# READING TEXT
And for me, it’s a little bit of the East Coast to cheer me up. The people’s flag is deepest red, motherfuckers.  (Not Cardinal red.  Fuck those guys.)

Second impressions

First things first: switching from the cheap case I bought in advance (which was apparently spec’d out from pre-production info and doesn’t actually fit the buttons right) to the Apple leather case made all the ergonomic difference in the world. Black leather wrapped tight to the phone lends it a premium feel and a lot more comfort in the hand, and it grips well without sticking in the pocket. Approved and worth the money.

Battery life seems to be settling too. It looks good for about 8 hours of real-world use consisting mostly of Twitter, taking and posting pictures, checking mail and reading RSS. No audio playback; this was all screen on and cellular data with no Wi-Fi to speak of, and in a crowded environment. (yes, back at Disneyland again. You got a better torture test for a phone?) And while using an iPad charger is still the fastest, I could throw it on a lipstick charger at dinner and go from under 30 to 94% battery between cocktails and taking the entree plates.

Performance in areas of 4G-non-LTE coverage has, of course, kicked the shit out of EV-DO. I was routinely pulling around 6 Mbps without LTE, which is well over double the theoretical max of Verizon’s non-LTE data speed, which I never reached on the iPhone 5. And good coverage means good battery. Even with the bigger screen, I still outperform the 5. I’m curious how it will go at work.

# WHAT IS BEING ASKED
In the phone post above, which case made the biggest ergonomic difference? The lines that follow are separate material and are not connected to the phone post above.

# DATA BELOW

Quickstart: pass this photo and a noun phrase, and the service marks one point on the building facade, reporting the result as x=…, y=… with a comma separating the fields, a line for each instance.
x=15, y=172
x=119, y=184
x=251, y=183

# WRITTEN ANSWER
The Apple leather case.